:: Records for this task ::
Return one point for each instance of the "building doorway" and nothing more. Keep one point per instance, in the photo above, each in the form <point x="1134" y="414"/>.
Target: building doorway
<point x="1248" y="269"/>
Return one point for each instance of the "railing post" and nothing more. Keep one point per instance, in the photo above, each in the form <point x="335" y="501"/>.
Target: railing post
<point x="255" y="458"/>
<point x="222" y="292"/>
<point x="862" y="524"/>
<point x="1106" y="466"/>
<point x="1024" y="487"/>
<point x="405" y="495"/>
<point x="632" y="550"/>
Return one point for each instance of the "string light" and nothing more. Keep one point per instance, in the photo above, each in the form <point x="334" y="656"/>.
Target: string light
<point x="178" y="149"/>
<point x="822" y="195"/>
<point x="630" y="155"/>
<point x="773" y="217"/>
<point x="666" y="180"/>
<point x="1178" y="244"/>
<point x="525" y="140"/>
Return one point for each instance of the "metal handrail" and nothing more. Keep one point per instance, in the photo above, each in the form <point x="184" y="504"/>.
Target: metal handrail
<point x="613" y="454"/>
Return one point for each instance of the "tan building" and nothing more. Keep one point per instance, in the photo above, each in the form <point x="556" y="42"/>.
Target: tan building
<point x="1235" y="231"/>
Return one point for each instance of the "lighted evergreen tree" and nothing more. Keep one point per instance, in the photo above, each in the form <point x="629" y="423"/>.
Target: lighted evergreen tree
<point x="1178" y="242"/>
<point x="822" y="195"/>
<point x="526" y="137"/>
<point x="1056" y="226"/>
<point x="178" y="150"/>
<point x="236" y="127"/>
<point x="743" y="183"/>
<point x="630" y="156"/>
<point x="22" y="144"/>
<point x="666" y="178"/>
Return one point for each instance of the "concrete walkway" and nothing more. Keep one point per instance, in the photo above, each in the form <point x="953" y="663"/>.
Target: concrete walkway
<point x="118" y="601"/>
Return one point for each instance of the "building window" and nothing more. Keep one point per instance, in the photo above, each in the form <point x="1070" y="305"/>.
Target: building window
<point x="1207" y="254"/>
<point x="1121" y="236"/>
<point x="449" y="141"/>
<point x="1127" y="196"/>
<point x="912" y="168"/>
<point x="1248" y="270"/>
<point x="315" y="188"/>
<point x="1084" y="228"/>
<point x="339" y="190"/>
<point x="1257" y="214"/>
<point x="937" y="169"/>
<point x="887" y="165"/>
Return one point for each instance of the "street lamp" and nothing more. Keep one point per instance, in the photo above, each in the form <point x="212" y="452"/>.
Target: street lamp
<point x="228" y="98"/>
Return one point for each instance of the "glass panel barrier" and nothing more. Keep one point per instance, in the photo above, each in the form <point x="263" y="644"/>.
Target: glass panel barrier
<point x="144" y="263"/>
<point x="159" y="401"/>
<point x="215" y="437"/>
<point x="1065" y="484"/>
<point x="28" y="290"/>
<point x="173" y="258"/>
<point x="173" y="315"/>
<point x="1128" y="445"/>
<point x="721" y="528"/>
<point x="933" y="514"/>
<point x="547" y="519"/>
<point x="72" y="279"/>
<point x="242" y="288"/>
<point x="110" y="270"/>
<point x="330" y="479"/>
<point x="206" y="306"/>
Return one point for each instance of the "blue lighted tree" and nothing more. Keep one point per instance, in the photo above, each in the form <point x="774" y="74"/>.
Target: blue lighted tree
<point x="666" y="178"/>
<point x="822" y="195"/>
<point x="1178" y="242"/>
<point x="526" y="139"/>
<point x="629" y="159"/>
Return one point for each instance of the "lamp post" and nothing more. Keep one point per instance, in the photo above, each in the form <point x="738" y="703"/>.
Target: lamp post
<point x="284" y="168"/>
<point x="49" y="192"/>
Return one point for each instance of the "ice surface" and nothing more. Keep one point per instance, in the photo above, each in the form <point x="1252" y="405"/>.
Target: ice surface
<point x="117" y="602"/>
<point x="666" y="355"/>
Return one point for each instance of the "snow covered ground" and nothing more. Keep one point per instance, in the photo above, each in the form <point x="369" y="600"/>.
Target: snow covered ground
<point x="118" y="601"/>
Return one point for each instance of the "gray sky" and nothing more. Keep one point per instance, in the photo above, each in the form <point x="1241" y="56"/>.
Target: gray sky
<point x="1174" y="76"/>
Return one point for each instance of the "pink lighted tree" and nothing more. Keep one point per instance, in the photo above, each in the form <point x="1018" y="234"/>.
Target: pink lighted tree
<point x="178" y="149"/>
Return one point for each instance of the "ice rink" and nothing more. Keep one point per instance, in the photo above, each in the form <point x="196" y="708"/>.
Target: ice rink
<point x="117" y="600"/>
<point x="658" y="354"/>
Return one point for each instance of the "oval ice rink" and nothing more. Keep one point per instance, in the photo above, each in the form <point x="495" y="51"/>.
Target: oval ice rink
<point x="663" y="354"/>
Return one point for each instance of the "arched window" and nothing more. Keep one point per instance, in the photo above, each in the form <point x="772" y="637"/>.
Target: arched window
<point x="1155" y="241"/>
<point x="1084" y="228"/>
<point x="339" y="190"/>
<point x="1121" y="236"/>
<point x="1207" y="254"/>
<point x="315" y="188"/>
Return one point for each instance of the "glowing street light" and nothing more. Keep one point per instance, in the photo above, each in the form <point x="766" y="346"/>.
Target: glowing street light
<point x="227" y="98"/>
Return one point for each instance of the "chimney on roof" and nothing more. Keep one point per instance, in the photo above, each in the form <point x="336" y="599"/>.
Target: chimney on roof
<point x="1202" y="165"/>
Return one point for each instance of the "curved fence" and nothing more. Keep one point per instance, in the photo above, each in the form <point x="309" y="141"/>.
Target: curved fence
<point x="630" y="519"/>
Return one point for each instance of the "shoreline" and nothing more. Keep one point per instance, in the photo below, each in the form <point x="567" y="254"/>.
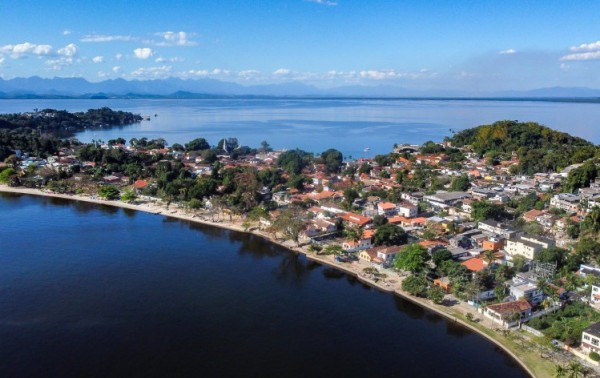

:: Goal of the exercise ::
Gather every line of the material above that contains the word "barrier", and copy each one in full.

:: Answer in full ::
Return one point for each instance of the "glass panel barrier" and nothing more. Keep one point per instance, in the photo above, each in the form <point x="263" y="644"/>.
Target: glass panel barrier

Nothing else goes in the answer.